▶ [Verifique sua compreensão]:
**a)** Resuma em duas frases o texto sobre Homem-Filme.
**b)** Atualize o texto sobre Homem-Filme: reescreva o trecho que começa com as palavras "Pode um delicado" e termina com "sua principal deficiência.", trocando "esposa" por "companheira".

HOMEM-FILME
Alain Cavalier, Le Filmeur, França, 2005

Pode um delicado hai-kai ser experimentado junto com um monte de outros, num mesmo tempo, acavaladamente? É a pergunta que se faz o longo da projeção de Homem-Filme, espécie de diário obsessivo rodado pelo diretor flagrando momentos de vida íntima com sua esposa, pequenos fragmentos de cotidiano, relação com parentes, quartos de hotel, uma certa fixação por banheiros... Em seus melhores momentos, o filme dá uma ou outra sensação de que o tempo é suspenso, que existe um instante que se cristaliza e, mesmo que mínimo, cria um sentido de inteireza. Não é uma apropriação do tempo muito comum do cinema, esse uso radical da parte contra o todo, a coletânea de momentos ao invés da progressão dramático-narrativa. Isso faz toda a particularidade de Homem-Filme, mas faz também sua principal deficiência.

▶ [Linhas fornecidas]:
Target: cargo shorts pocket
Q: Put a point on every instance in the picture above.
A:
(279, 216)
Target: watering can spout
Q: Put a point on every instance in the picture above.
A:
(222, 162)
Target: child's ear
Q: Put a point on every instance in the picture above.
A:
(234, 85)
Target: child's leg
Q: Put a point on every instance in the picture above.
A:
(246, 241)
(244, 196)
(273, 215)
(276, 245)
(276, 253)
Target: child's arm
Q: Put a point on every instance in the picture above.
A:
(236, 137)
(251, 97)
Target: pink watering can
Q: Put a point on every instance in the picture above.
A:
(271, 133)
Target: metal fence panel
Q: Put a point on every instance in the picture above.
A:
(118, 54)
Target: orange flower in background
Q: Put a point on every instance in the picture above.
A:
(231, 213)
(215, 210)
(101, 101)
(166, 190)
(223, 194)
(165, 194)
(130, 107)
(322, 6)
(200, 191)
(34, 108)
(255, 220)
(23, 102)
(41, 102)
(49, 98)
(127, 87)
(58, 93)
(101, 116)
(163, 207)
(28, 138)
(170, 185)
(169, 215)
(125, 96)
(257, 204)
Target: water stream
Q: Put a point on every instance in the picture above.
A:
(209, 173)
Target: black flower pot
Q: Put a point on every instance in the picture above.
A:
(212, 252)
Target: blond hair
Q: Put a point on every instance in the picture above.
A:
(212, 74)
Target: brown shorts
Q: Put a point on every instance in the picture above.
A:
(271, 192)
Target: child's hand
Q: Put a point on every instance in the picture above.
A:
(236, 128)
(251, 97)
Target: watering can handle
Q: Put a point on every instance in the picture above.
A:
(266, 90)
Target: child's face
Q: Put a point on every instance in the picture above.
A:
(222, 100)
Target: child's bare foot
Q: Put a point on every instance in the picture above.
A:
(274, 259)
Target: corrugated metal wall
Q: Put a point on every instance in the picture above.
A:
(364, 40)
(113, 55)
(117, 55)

▶ [Respostas fornecidas]:
**a)** Homem-Filme, de Alain Cavalier, é uma espécie de diário obsessivo em que o diretor flagra momentos de vida íntima com a esposa, fragmentos do cotidiano, a relação com parentes e quartos de hotel. Em seus melhores momentos, o filme dá a sensação de um tempo suspenso, e o uso radical da parte contra o todo, no lugar da progressão dramático-narrativa, é ao mesmo tempo sua particularidade e sua principal deficiência.

**b)**
Pode um delicado hai-kai ser experimentado junto com um monte de outros, num mesmo tempo, acavaladamente? É a pergunta que se faz o longo da projeção de Homem-Filme, espécie de diário obsessivo rodado pelo diretor flagrando momentos de vida íntima com sua companheira, pequenos fragmentos de cotidiano, relação com parentes, quartos de hotel, uma certa fixação por banheiros... Em seus melhores momentos, o filme dá uma ou outra sensação de que o tempo é suspenso, que existe um instante que se cristaliza e, mesmo que mínimo, cria um sentido de inteireza. Não é uma apropriação do tempo muito comum do cinema, esse uso radical da parte contra o todo, a coletânea de momentos ao invés da progressão dramático-narrativa. Isso faz toda a particularidade de Homem-Filme, mas faz também sua principal deficiência.